**EXERCISE REQUIREMENTS:**
Transcribe the whole listing below without changing a word, but leave out every image.

(Data extracted from a collection)
════════════════════

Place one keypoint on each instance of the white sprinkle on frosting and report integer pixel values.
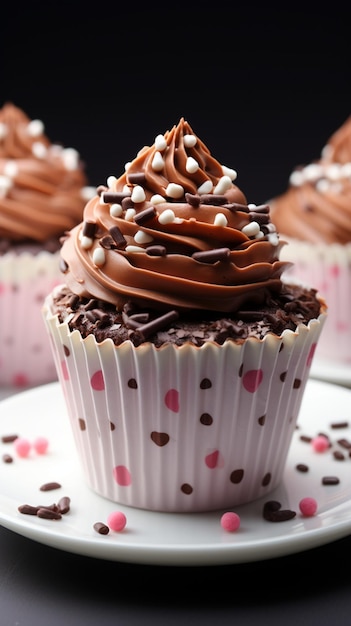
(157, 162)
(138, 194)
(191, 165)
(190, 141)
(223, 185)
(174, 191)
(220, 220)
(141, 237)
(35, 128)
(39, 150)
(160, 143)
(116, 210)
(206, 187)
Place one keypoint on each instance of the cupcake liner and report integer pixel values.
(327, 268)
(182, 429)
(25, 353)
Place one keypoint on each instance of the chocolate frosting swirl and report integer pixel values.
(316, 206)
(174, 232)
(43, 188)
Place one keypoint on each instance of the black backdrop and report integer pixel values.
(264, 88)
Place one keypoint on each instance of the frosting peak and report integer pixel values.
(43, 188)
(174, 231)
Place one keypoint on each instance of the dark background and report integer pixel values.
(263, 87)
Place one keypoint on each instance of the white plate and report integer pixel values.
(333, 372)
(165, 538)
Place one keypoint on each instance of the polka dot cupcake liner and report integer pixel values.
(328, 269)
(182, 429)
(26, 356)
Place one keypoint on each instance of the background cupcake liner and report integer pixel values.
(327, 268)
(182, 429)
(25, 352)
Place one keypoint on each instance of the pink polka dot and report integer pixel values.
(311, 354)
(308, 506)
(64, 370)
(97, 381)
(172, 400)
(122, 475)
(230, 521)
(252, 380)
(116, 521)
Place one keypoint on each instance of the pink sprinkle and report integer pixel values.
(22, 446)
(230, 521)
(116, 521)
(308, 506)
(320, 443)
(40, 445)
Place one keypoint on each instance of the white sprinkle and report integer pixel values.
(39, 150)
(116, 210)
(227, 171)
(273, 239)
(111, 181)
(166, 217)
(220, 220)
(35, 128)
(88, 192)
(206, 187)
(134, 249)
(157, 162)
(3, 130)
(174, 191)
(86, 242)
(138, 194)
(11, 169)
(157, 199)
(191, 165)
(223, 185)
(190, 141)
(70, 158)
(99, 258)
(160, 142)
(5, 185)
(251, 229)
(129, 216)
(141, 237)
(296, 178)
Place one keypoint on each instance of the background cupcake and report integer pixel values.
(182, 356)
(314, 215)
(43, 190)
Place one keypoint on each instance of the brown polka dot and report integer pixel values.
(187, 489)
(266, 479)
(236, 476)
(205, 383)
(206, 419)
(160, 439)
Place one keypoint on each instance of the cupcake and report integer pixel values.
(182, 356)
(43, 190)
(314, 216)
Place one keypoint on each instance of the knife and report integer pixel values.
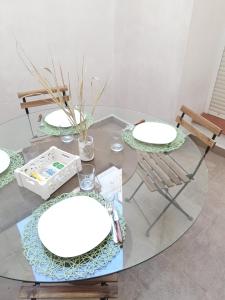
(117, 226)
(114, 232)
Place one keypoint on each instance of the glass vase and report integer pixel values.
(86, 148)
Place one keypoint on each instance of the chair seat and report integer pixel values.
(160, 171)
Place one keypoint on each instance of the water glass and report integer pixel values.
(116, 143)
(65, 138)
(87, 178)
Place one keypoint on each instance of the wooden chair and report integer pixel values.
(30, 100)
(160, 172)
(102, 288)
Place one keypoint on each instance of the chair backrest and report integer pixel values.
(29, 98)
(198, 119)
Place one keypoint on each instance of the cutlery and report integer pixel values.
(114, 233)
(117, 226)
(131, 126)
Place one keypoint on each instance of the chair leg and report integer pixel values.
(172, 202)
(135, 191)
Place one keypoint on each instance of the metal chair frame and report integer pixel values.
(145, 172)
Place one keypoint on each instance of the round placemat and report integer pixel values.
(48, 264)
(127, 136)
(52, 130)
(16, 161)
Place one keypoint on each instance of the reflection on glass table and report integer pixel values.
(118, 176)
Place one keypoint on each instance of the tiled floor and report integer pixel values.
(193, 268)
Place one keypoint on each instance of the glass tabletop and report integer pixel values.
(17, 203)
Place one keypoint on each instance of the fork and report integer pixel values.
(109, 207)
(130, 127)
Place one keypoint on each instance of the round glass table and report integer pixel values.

════════════════════

**WORKED ANSWER:**
Place one keypoint on each instance of the white sprinkle on frosting and report integer pixel values.
(157, 162)
(138, 194)
(191, 165)
(190, 141)
(223, 185)
(174, 191)
(220, 220)
(141, 237)
(35, 128)
(39, 150)
(160, 143)
(116, 210)
(206, 187)
Place one keypoint on each instance of the cupcake liner and report integer pixel values.
(327, 268)
(182, 429)
(25, 353)
Place one keypoint on each instance of the chocolate frosting swirl and report integer pixel values.
(316, 206)
(174, 232)
(43, 188)
Place one keypoint on each instance of the black backdrop and report integer pixel values.
(264, 88)
Place one keypoint on each instance of the frosting peak and report integer pixel values.
(43, 188)
(174, 231)
Place one keypoint on each instance of the dark background and report integer pixel values.
(263, 87)
Place one keypoint on each instance of the white plate and report integer pixel values.
(333, 372)
(165, 538)
Place one keypoint on each instance of the polka dot cupcake liner and report integer pixel values.
(328, 269)
(182, 429)
(26, 356)
Place one keypoint on each instance of the background cupcake liner and report integer pixel values.
(327, 268)
(182, 429)
(25, 352)
Place one keypoint on each instance of the pink polka dot and report integer pixel values.
(311, 354)
(308, 506)
(64, 370)
(97, 381)
(172, 400)
(122, 475)
(230, 521)
(252, 380)
(116, 521)
Place one keypoint on each instance of the pink sprinkle and report integer pixel values.
(22, 446)
(230, 521)
(116, 521)
(308, 506)
(320, 443)
(40, 445)
Place one keypoint on each instance of the white sprinkle and report integer pixel values.
(39, 150)
(116, 210)
(227, 171)
(273, 239)
(111, 181)
(166, 217)
(220, 220)
(35, 128)
(88, 192)
(206, 187)
(134, 249)
(157, 162)
(3, 130)
(174, 191)
(86, 242)
(138, 194)
(11, 169)
(157, 199)
(191, 165)
(223, 185)
(190, 141)
(70, 158)
(99, 258)
(160, 142)
(5, 185)
(251, 229)
(129, 216)
(141, 237)
(296, 178)
Place one keypoint on each instance of the background cupcake and report integer pixel values.
(182, 356)
(314, 215)
(43, 190)
Place one keypoint on each instance of the brown polka dot and report integer pixel values.
(187, 489)
(266, 479)
(236, 476)
(205, 383)
(206, 419)
(160, 439)
Place one keypoint on each instance of the cupcake and report integer pixel values.
(182, 356)
(43, 190)
(314, 216)
Place one keypoint on each instance of the knife and report integer pixel values.
(117, 226)
(114, 232)
Place one keypoint on each instance of the glass vase and report integer pixel values.
(86, 148)
Place one keypoint on each instance of the chair seat and report integer pixel values.
(160, 171)
Place one keypoint on each instance of the water glass and report integer pixel values.
(116, 143)
(65, 138)
(87, 178)
Place one keypoint on each instance of the wooden chair and report integer pixel values.
(30, 100)
(160, 172)
(102, 288)
Place one keypoint on each instance of the chair backrest and report integer pixel values.
(29, 98)
(198, 119)
Place one keypoint on each instance of the cutlery and report integer pixel values.
(114, 233)
(117, 226)
(131, 126)
Place one keypoint on each instance of the chair leg and report integer pixel values.
(172, 202)
(135, 191)
Place one keypoint on each instance of the metal chair frame and report integer pixel values.
(145, 172)
Place one keypoint on each instance of the round placemat and report integer pixel values.
(48, 264)
(127, 136)
(52, 130)
(16, 161)
Place one keypoint on each instance of the reflection on glass table and report integer pixel values.
(118, 176)
Place one keypoint on each instance of the tiled floor and report integer pixel values.
(193, 268)
Place one keypoint on each instance of the glass tabletop and report integer pixel values.
(17, 203)
Place one keypoint on each instance of the fork and report integer pixel values.
(109, 207)
(130, 127)
Place one keypoint on each instance of the round glass table and report integer pixel values.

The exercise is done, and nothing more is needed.